**Extract to read:**
==========

# [SOLVED] Atheros 8151 driver for XP



## ubuntuv (Jul 16, 2010)

Hi,

I am using Acer Aspire 5745G. I have installed XP and finding difficulty in installing the proper driver for Atheros “AR8151 PCI-E Gigabit Ethernet Controller”. Can you please help me in getting the driver for XP(32-bit) operating system.

Thanks
Yuvaraj.


----------



## BCCOMP (Jul 9, 2007)

*Re: Atheros 8151 driver for XP*

Hi,
Have you tried the driver from the Acer website (win7 Driver)?

According to the Readme file it also supports win XP, 2003 etc.


> Readme.htm created 30-APR-2009
> Readme File for AR813x/AR815x setup package
> Supporting: Atheros AR813x/AR815x Gigabit/Fast Ethernet Controller
> Operation Systems:
> ...


Driver can be found here:
http://global-download.acer.com/GDF...5742&Step1=Notebook&Step2=Aspire&Step3=Aspire 5745G&OS=731&LC=en&BC=Acer&SC=PA_6

If that fails please post the Hardware ID:
Open the Device Manager
Post ALL errors you may have (yellow!)
Right click on the error>Properties>Details Tab
Post the info you find under Device Instance ID

Do this for each error you have.


Bill


----------



## ubuntuv (Jul 16, 2010)

*Re: Atheros 8151 driver for XP*

Hi Bill,

It worked.

Thanks a lot.


----------



## BCCOMP (Jul 9, 2007)

*Re: Atheros 8151 driver for XP*

Hi,
Glad to hear you have it up and running!

Bill


----------

==========

Entries from an annotation dataset

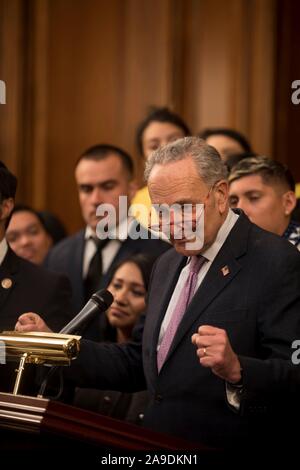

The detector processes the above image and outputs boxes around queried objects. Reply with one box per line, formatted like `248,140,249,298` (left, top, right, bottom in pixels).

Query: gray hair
144,137,228,186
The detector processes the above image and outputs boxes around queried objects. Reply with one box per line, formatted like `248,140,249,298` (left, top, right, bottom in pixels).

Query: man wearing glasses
38,137,300,451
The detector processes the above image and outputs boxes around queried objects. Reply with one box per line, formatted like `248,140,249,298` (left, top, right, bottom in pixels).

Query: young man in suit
46,145,169,324
19,137,300,454
228,155,300,250
0,162,73,393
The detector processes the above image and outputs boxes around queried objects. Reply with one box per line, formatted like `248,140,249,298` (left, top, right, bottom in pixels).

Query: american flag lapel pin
221,264,230,276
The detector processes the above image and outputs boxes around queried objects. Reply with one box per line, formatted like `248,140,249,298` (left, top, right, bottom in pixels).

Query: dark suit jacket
0,249,72,393
45,220,170,313
70,215,300,447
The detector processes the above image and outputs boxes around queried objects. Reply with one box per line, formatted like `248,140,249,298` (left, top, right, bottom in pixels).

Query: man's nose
90,187,102,206
114,288,128,305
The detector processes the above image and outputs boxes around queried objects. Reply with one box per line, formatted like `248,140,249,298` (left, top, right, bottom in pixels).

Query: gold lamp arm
13,353,28,395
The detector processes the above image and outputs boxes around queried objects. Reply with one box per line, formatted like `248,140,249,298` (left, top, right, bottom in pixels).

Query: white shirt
0,237,8,266
82,219,132,279
157,209,239,350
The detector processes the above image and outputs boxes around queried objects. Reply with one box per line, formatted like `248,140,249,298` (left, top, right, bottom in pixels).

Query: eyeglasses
148,185,214,240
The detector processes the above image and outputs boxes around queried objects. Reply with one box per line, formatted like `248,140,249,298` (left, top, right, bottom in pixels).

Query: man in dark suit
46,145,170,324
21,137,300,452
0,162,73,393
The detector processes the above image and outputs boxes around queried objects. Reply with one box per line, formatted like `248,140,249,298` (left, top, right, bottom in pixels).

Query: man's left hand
192,325,241,384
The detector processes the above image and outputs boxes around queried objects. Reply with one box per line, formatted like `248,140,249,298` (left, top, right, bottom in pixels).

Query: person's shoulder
49,229,85,258
250,224,300,265
9,251,68,288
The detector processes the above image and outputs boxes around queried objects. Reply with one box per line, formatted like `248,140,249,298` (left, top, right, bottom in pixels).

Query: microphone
59,289,114,335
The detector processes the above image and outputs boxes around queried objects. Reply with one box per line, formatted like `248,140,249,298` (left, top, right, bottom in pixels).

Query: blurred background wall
0,0,300,232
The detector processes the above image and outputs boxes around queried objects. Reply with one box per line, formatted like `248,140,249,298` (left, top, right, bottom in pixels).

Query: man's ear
0,197,15,220
282,191,297,216
214,180,228,214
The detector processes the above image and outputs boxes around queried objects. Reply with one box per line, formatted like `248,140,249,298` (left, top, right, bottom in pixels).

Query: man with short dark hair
229,156,300,250
46,144,169,328
0,162,73,393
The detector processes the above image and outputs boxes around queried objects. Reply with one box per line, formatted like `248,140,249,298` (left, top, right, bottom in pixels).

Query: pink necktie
157,255,206,371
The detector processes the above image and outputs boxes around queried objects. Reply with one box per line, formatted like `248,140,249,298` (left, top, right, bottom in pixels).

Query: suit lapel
146,252,187,364
0,248,18,310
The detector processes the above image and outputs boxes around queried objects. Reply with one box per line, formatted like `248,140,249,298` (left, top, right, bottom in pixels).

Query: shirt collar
201,209,239,262
0,237,8,265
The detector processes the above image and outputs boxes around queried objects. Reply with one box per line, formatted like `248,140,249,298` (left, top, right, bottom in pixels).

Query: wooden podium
0,393,205,451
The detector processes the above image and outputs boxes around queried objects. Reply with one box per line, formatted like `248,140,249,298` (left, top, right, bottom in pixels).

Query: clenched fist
192,325,241,384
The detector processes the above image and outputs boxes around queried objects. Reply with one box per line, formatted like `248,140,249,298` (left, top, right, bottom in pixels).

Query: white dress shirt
157,209,239,350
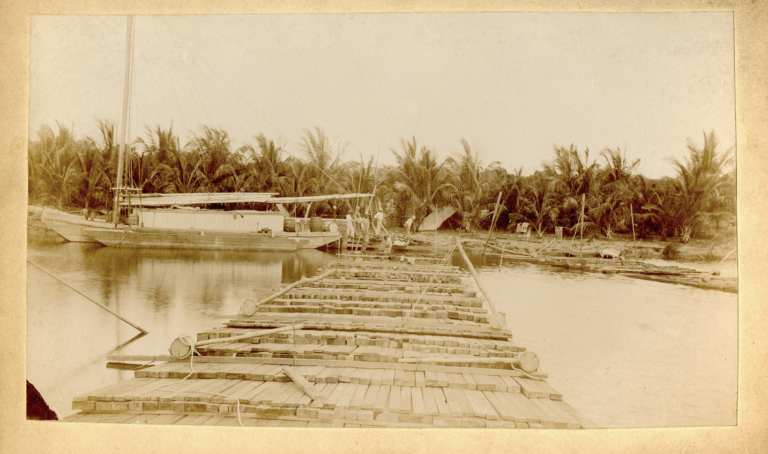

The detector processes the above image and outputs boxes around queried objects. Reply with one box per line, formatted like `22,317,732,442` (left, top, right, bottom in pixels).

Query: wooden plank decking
66,255,596,429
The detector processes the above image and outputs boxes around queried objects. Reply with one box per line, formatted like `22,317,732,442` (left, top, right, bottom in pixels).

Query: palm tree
575,148,640,239
543,144,599,225
522,175,559,237
73,139,111,218
301,127,347,194
279,157,319,216
670,131,733,243
153,149,206,194
385,137,456,228
29,122,79,209
450,139,498,233
499,167,525,228
128,125,181,193
185,126,244,192
238,134,285,192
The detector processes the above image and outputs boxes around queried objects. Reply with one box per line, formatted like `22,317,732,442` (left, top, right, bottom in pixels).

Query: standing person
405,214,416,237
347,213,355,240
384,234,392,254
360,218,369,251
373,210,389,236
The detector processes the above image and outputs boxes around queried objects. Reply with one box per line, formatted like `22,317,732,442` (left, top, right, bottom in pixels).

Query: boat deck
66,254,596,429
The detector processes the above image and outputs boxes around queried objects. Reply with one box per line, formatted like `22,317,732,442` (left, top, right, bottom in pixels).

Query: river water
27,243,738,428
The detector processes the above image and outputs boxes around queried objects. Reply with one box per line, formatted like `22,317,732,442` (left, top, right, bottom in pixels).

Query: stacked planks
67,255,596,429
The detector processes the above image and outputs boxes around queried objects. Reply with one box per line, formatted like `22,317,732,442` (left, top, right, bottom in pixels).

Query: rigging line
172,37,347,197
155,16,187,136
128,15,136,187
163,16,213,125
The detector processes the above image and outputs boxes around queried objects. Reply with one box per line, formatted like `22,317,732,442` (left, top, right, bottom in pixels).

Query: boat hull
40,208,114,243
275,232,341,249
83,228,340,252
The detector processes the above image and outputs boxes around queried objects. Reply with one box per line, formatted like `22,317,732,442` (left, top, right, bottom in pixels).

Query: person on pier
404,214,416,238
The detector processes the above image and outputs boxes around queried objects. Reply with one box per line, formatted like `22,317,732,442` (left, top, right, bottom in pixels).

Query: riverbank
404,229,738,263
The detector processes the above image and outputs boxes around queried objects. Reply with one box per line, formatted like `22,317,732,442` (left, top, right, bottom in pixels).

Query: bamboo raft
66,254,597,429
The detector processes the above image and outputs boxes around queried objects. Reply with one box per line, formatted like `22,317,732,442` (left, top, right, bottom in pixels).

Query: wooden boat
83,227,316,252
40,208,114,243
66,243,596,429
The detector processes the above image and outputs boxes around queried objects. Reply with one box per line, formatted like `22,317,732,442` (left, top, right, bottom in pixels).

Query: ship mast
112,16,133,225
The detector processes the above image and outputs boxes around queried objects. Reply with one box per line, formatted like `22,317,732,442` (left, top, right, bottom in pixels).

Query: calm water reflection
27,243,738,427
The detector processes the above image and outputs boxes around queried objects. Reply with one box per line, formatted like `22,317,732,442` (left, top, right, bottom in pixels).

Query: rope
160,334,244,426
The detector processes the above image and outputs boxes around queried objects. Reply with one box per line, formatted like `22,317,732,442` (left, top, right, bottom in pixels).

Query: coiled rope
155,334,246,426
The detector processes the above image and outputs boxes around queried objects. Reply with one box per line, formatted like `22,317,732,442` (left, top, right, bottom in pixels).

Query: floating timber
489,241,738,293
66,254,597,429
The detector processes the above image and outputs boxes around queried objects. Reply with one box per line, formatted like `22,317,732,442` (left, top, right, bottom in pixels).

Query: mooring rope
156,334,246,426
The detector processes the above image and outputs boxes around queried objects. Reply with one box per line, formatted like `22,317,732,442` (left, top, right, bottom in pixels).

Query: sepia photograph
24,11,741,436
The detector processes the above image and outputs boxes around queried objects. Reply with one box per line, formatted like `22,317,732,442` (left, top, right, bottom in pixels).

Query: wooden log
168,323,304,358
283,367,326,401
456,240,507,329
240,270,336,316
512,352,539,372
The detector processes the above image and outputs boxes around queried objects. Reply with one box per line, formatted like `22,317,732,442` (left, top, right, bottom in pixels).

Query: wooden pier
66,254,597,429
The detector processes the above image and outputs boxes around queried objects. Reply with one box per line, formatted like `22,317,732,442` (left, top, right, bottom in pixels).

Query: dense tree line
28,121,736,241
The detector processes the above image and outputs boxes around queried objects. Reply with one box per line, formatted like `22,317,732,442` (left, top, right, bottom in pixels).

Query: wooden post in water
480,191,501,255
456,239,507,329
629,203,637,250
579,194,587,255
27,260,147,334
168,323,304,358
240,270,336,317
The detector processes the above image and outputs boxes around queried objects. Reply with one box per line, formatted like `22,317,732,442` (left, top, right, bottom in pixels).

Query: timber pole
27,260,147,334
112,16,133,225
240,270,336,317
480,191,501,255
457,240,496,312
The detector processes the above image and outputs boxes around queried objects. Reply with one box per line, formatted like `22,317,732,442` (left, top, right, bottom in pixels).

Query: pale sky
29,13,735,178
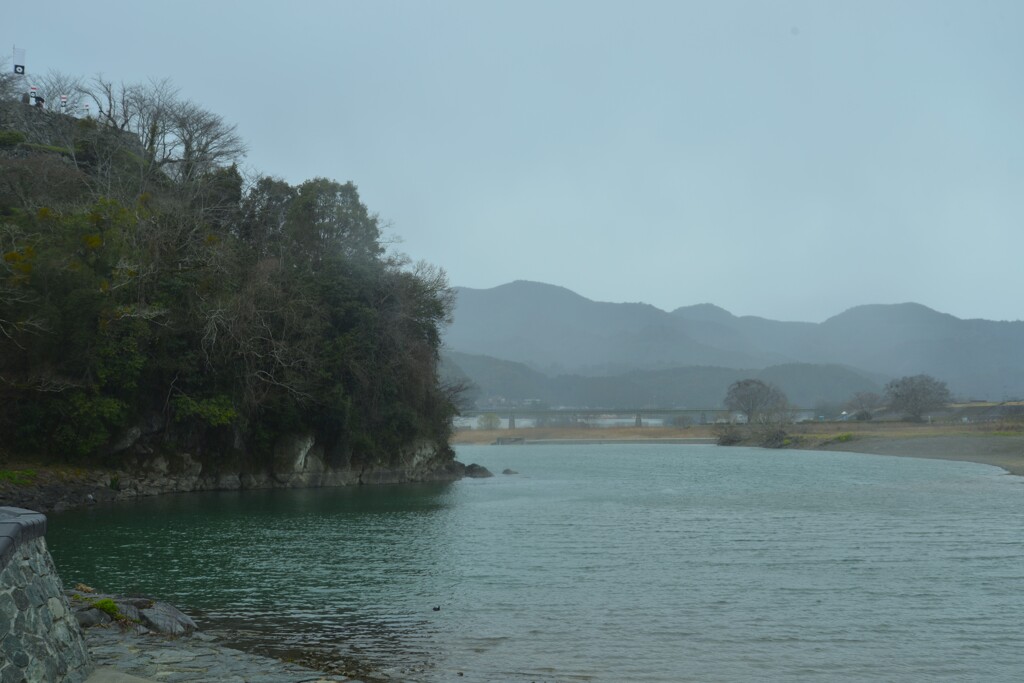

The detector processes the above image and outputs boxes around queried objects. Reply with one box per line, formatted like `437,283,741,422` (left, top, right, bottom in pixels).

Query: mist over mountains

==========

**The tasks:**
1. Reproduce the Atheros driver thread word for word between "Driver can be" and "may have (yellow!)", inclusive.
2. In the Atheros driver thread, what laptop model does the first poster say they are using?
The records are separate material and have no connection to the Atheros driver thread.

**Outputs in order:**
1.
Driver can be found here:
http://global-download.acer.com/GDF...5742&Step1=Notebook&Step2=Aspire&Step3=Aspire 5745G&OS=731&LC=en&BC=Acer&SC=PA_6

If that fails please post the Hardware ID:
Open the Device Manager
Post ALL errors you may have (yellow!)

2. An Acer Aspire 5745G.